> _Halaman_
Exposenews.id, Manado – Sengketa PT Ciputra Internasional dan warga eks penggarap lahan hak guna bangunan (HGB) nomor 70 tahun 1994 akhirnya happy ending. Kedua belah pihak yang sudah bersengketa selama 21 tahun bersepakat untuk berdamai. Kesepakatan berdamai ini pun dituangkan dalam akta perdamaian yang dibuat di hadapan notaris Nancy Angelina Maria Tulung, SH MKn.
Sengketa sebelumnya melibatkan 147 kepala keluarga diwakili oleh 10 warga yang menandatangani akta perdamaian dimaksud. 10 perwakilan warga tersebut yaitu Sonny Nelson Woba, Ridel Metusallach, Oly Woba, Deby Thelma Sampow, Wempie Wolter F Mononimbar, Hibor Medaluun Ruung, Nelson Lesi, Victoria Ulipi, Winndy Itje Tampi, serta Leindrach Maasawe Poeloe.
Kemudian, dari pihak kedua yang bertindak atas nama PT Ciputra Internasional yakni Dewi Rompas dan Sindy Rini Margaretha Imbang. Keduanya menerima surat kuasa khusus Nomor: 059/HH-NJS/ap/V/2023-SK/CI tertanggal 16 Mei 2023, untuk mengurus serta melakukan tindakan hukum yang diperlukan guna terjadinya kesepakatan perdamaian.

> _Daftar Catatan_
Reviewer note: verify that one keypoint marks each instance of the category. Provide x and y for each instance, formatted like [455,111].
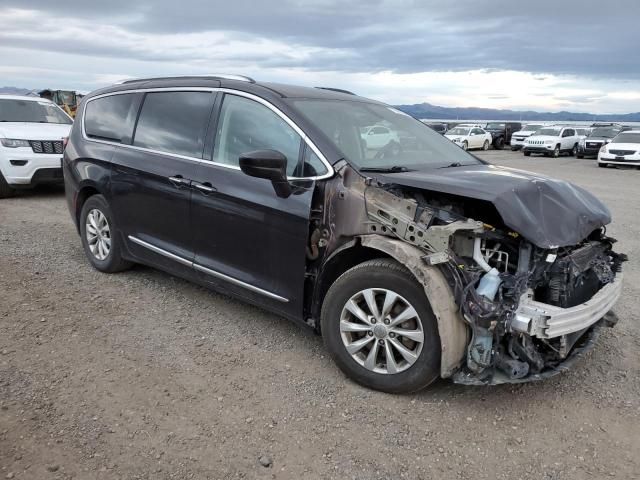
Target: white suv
[468,137]
[518,138]
[553,141]
[31,137]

> _Soal 1_
Menurut berita sengketa lahan, berapa lama PT Ciputra Internasional dan warga eks penggarap lahan bersengketa?
> _Soal 2_
Teruskan berita sengketa lahan mulai dari kalimat sesudah kalimat terakhirnya.
Catatan tersebut diambil dari sumber yang berbeda dengan berita sengketa lahan.

> _Jawaban Tertulis 1_
Kedua pihak bersengketa selama 21 tahun.

> _Jawaban Tertulis 2_
“Pihak pertama yakni warga yang diwakili Sonny Nelson Woba cs menyatakan dalam akta perdamaian bahwa mereka secara terang dan sadar, tidak ada paksaan dari pihak mana pun,” kata Sonny
Doan Tagah SH, kuasa Hukum PT Ciputra Internasional menuturkan dalam kesepakatan tersebut terungkap bahwa eks penggarap HGB 70 menyadari PT Ciputra Internasional alias Citraland Manado sebenarnya bukan pihak yang berperkara. Dua pihak berperkara sebenarnya Bank Pinaesaan sebagai penggugat dan 147 KK sebagai tergugat.
“Sebagai wujud kesepakatan dua belah pihak yang juga tertuang dalam akta perdamaian, maka PT Ciputra Internasional memberikan uang kompensasi kepada warga eks penggarap lahan HGB 70 Tahun 1994 sebesar Rp 2,5 miliar,” imbuh Doan.
Doan menambahkan manajemen PT Ciputra Internasional akan mengumumkan secara resmi penyelesaian damai bersama eks penggarap HGB 70 termasuk pembayaran kompensasi.
“Secara teknis nanti tim kerja yang terdiri dari 10 orang dan dipimpin Bapak Sonny Woba akan membagi hak kompensasi kepada warga. Silakan bawa KTP, temui Sonny Woba,” kata dia.
Diketahui, warga bekas Kampung Winangun yang dikoordinir Sonny Woba sempat melayangkan permohonan eksekusi di Pengadilan Negeri Manado. Hanya saja tidak bisa dipenuhi, karena PT Ciputra Internasional (Citraland Manado) bukan pihak yang bersengketa atau turut tergugat dalam semua amar putusan berbagai tingkatan pengadilan.
Lebih lanjut dijelaskan, sengketa tanah itu antara warga bekas Kampung Winangun melawan Bank Pinaesaan dan turut tergugat PT Bumigraha Adikara.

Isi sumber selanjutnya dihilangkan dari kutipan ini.